Do this: Return the text of the post on religion and ideology between "Capitalism has its" and "policies of imperialism.", inclusive, copied word for word.

====== Given passage

Musings Of A Confused Agnostic

December 22, 2010

Does man actually need to protect god and religion?

"Each one prays to God according to his own light." - Mahatma Gandhi

Religion is such a wonderful concept. When Karnataka was hit by massive floods, I remember, how generously people helped in the rehabilitation of the homeless. They held a strong belief that if they help people, God will help them when they are in need.

The same religious beliefs, over time, have led to immense problems. Fundamentalism, riots, conspiracies, treachery - people commit every crime in the name of religion. As a young boy, I was always confused by the concept of religion.

To date, I don’t know if I am atheist or a believer of a supreme power. Maybe, I am an agnostic at heart. But recently, I devised a theory, which has helped me answer many questions that have long since disturbed me.

To understand the theory, you will have to understand the way I perceive ideologies. Whenever I think of a particular ideology, I sideline the man with whom the ideology is associated with, and tend to understand the ideology in its core form. I will explain why I do this. Non-violence is generally associated with Mahatma Gandhi. This shouldn't mean that non-violence was Gandhiji's invention. History has many other followers of non-violence (Gautam Buddha, King Ashoka). Ideology is much larger than the man. A man can have his or her own interests while simultaneously following an ideology. It is man who breeds politics that has its own peculiar engulfing effect. Let me explain this with a few example.

Socialism in its purest form is a beautiful idea. It is an economic order for keeping everyone happy. Whereas, Socialism + Politics = Communism (also Maoism, which have become mayhem for my nation).

Capitalism has its own merits. It is a natural law based on the survival of the fittest. But Capitalism + Politics = Imperialism. India has suffered long by British policies of imperialism.

============
====== Material shown

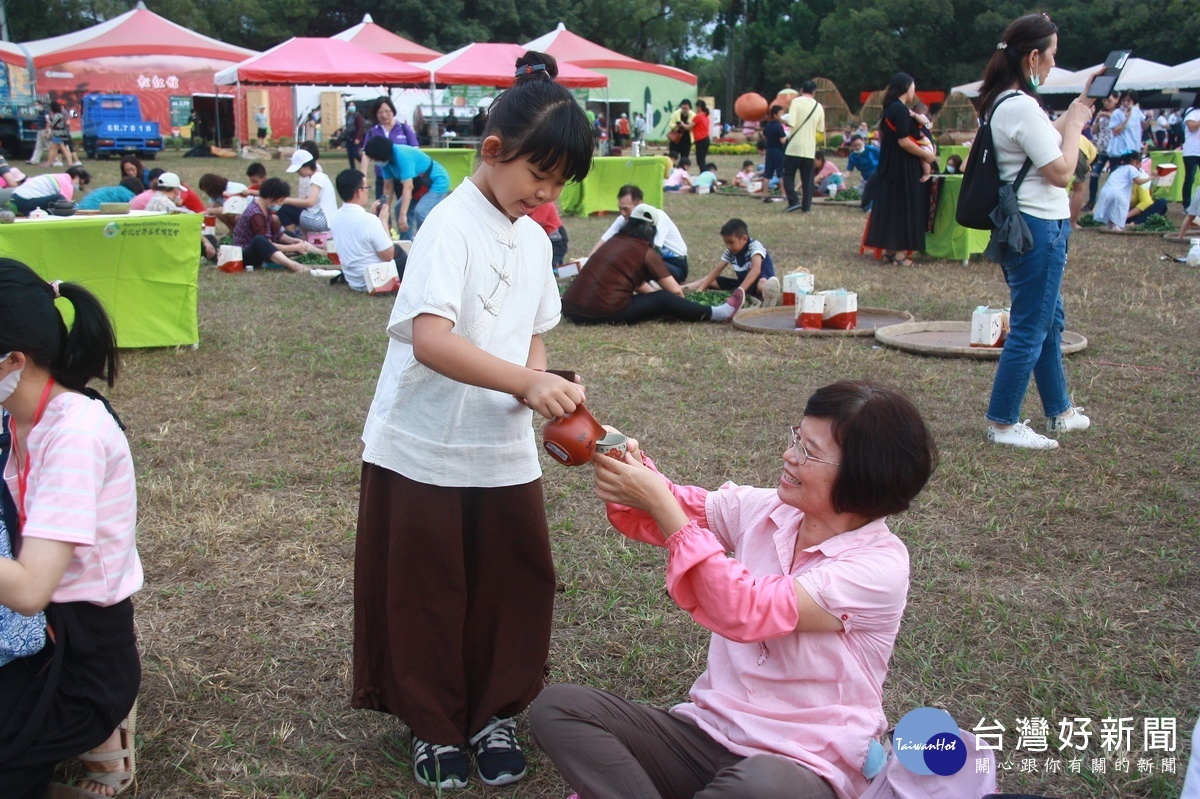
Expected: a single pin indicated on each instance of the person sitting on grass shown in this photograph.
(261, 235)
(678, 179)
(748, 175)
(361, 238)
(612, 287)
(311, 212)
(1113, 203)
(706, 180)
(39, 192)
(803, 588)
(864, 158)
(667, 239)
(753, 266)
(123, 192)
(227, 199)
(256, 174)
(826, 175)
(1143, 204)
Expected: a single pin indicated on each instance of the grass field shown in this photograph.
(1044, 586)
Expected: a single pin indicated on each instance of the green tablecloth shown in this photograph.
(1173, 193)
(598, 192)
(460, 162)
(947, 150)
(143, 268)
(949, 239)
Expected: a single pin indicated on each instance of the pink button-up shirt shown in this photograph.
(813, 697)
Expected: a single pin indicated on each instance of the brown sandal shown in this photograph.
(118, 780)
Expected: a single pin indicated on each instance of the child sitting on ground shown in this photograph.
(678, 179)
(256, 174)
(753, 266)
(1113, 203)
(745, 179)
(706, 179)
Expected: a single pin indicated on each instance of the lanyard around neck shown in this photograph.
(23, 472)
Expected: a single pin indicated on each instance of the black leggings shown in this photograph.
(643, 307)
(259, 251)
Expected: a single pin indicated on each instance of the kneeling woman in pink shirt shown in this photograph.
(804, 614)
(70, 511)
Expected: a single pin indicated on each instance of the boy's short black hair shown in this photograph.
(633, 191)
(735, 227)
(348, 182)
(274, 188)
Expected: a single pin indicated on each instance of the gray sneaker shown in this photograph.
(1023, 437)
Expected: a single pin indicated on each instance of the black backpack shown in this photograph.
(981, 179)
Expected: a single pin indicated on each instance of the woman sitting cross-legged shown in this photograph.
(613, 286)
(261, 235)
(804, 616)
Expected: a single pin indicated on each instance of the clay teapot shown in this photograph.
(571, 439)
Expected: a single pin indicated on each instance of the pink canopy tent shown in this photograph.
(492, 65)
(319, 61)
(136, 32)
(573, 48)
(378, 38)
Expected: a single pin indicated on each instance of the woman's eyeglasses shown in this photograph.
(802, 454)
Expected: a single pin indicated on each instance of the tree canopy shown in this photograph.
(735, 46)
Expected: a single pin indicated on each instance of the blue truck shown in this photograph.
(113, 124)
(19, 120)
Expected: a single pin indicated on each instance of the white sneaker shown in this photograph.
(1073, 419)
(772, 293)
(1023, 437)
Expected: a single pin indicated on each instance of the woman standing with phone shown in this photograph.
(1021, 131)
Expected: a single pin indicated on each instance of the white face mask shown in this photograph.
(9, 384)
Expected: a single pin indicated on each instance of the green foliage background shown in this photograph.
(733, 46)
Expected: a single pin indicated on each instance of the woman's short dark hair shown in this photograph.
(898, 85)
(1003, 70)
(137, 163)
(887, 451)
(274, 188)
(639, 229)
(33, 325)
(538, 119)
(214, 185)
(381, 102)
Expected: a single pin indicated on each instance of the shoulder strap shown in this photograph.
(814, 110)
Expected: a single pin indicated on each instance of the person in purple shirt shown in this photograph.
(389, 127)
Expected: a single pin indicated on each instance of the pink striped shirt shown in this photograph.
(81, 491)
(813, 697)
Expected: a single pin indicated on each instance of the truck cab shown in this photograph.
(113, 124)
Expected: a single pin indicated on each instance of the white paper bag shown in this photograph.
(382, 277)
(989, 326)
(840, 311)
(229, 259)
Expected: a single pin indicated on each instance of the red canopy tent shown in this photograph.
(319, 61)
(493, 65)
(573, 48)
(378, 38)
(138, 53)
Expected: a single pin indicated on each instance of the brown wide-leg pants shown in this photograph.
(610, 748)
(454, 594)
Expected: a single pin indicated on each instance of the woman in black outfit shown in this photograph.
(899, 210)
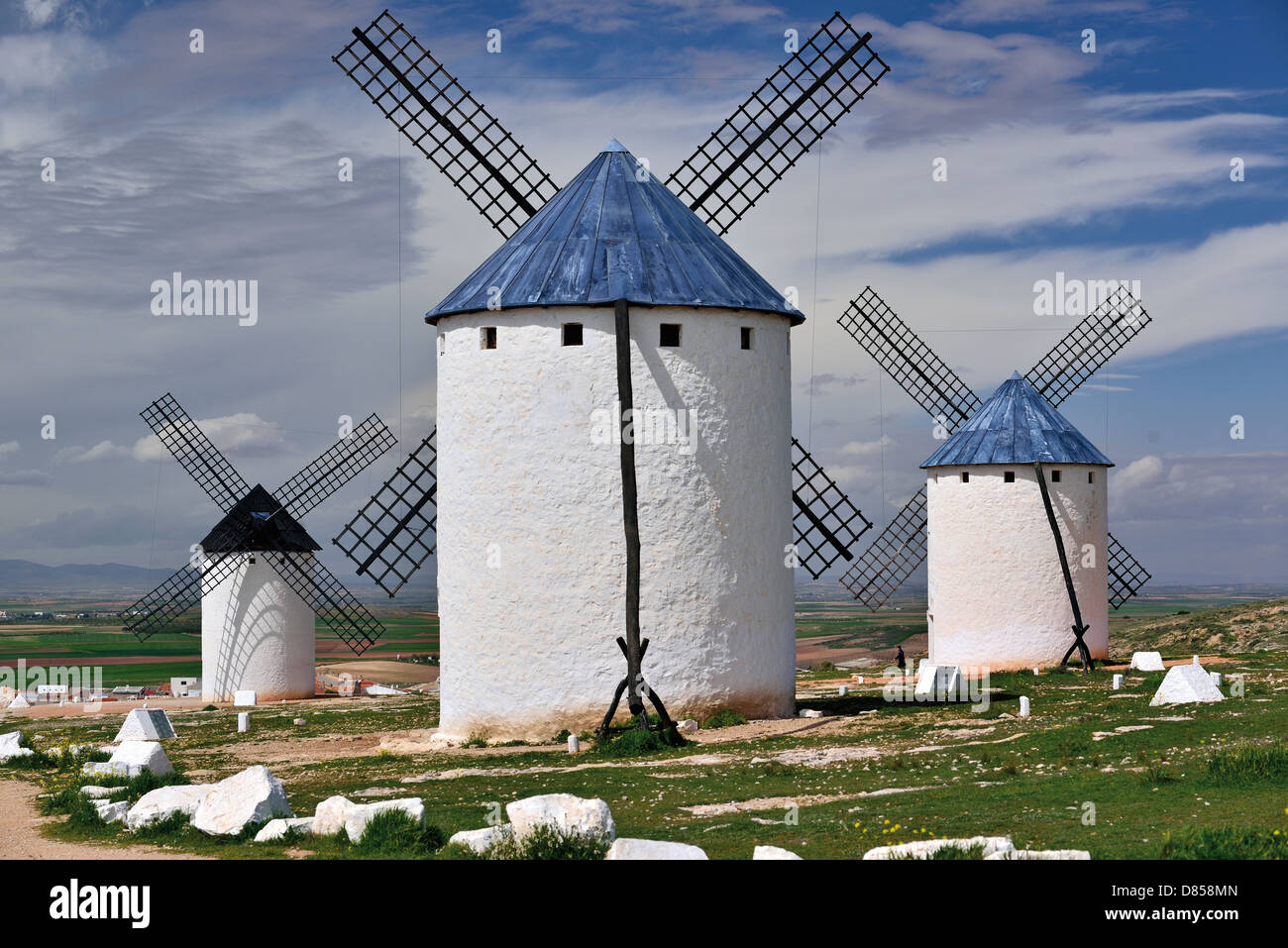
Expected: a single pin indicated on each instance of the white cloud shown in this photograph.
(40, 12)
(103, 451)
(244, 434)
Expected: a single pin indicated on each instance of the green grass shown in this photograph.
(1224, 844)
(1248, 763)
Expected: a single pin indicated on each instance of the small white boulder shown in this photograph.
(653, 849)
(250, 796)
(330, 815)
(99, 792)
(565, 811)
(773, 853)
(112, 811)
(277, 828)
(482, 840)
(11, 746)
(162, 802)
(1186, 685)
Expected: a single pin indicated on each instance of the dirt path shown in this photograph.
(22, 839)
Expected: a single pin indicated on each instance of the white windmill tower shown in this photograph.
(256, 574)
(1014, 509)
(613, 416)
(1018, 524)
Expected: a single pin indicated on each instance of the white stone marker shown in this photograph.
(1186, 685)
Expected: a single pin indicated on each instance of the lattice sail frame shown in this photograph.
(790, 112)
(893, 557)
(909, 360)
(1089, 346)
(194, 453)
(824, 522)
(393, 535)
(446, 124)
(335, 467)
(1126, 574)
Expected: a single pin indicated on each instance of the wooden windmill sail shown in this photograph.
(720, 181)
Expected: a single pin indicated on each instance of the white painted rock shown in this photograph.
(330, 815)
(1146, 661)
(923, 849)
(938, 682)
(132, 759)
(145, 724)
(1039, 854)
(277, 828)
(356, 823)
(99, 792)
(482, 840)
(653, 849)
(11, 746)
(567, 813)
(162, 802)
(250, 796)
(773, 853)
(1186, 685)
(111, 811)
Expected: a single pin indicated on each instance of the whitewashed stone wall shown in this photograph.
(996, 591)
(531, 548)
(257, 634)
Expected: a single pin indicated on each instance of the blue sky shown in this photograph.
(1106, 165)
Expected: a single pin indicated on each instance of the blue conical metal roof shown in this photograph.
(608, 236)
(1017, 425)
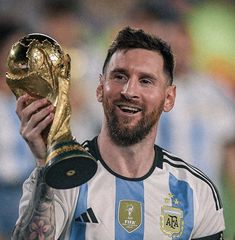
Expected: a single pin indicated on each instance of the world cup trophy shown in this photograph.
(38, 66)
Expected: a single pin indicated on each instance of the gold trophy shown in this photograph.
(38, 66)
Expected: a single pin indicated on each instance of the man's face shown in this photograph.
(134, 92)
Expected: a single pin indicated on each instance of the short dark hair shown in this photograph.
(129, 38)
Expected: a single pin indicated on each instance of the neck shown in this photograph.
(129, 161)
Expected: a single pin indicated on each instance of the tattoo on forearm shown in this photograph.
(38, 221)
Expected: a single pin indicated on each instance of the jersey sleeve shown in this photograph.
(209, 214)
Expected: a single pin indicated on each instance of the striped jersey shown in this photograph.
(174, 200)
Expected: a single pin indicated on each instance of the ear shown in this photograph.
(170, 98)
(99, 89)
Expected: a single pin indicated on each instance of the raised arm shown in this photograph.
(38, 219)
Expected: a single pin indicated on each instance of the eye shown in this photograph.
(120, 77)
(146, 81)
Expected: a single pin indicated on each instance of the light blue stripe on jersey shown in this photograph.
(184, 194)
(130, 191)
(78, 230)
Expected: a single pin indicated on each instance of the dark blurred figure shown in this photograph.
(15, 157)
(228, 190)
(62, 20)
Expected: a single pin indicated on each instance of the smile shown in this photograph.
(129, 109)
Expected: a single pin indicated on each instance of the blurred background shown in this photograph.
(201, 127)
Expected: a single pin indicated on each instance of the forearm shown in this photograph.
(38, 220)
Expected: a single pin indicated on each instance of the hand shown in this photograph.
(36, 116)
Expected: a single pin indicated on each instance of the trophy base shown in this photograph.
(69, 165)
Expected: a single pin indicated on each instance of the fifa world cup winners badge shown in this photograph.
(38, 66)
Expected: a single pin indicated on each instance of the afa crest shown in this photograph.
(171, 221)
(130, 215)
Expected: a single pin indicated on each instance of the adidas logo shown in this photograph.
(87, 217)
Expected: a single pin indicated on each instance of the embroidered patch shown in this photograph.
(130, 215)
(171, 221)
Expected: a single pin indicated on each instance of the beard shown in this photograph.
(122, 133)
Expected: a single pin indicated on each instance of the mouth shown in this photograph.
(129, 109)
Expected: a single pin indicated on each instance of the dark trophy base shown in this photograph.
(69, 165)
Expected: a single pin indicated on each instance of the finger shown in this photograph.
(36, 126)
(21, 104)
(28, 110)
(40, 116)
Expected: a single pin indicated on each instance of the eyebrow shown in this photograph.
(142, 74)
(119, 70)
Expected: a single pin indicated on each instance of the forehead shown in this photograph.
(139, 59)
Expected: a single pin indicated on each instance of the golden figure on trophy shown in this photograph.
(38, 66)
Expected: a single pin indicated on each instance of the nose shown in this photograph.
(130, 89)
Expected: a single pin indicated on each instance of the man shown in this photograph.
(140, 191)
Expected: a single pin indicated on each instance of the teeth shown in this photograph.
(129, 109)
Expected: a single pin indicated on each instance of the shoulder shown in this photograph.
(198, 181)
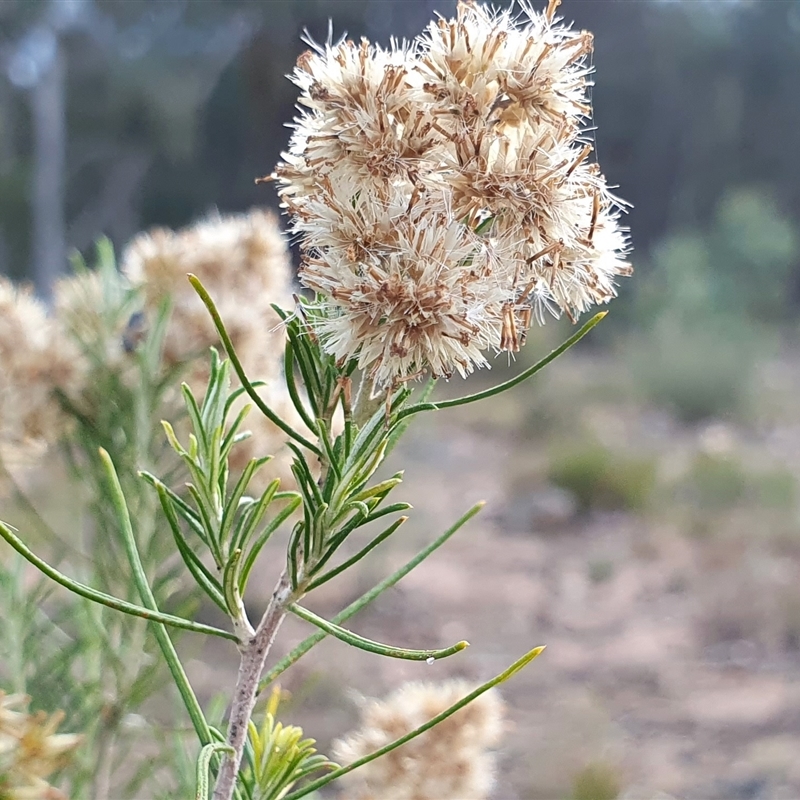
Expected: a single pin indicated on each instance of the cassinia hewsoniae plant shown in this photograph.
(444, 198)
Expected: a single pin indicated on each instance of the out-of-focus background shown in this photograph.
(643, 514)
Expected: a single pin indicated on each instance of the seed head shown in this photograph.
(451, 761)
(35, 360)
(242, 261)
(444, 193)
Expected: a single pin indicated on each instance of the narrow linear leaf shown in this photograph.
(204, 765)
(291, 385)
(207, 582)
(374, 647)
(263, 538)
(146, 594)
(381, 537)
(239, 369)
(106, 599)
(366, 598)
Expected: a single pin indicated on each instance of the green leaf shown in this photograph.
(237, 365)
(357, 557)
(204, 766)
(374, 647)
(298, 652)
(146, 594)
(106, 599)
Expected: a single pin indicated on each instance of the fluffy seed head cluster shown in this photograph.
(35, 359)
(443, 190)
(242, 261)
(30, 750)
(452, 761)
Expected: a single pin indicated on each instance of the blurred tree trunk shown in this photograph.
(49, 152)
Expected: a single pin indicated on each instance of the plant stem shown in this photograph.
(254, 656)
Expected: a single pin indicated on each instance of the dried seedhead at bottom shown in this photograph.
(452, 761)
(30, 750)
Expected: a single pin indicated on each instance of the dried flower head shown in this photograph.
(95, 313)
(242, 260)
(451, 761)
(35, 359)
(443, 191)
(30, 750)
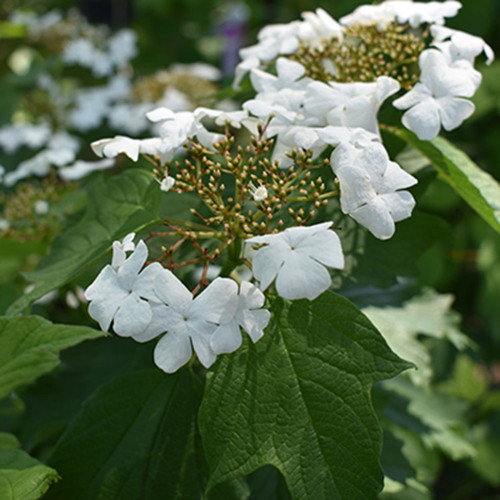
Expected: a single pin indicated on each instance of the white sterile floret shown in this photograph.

============

Response to this exercise:
Capitalism has its own merits. It is a natural law based on the survival of the fittest. But Capitalism + Politics = Imperialism. India has suffered long by British policies of imperialism.